==== Record extracts ====
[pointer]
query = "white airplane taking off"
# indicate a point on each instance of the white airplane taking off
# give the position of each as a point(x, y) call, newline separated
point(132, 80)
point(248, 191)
====
Render the items above as a two-column CSV with the header input,output. Give one row per item, with its text in the first field and its answer in the second, each field quoted and line breaks replaced by spaces.

#### [Expected output]
input,output
"[pointer] query = ""white airplane taking off"" # indicate a point on each instance of the white airplane taking off # give the position of each as a point(x, y) call, newline separated","point(132, 80) point(248, 191)"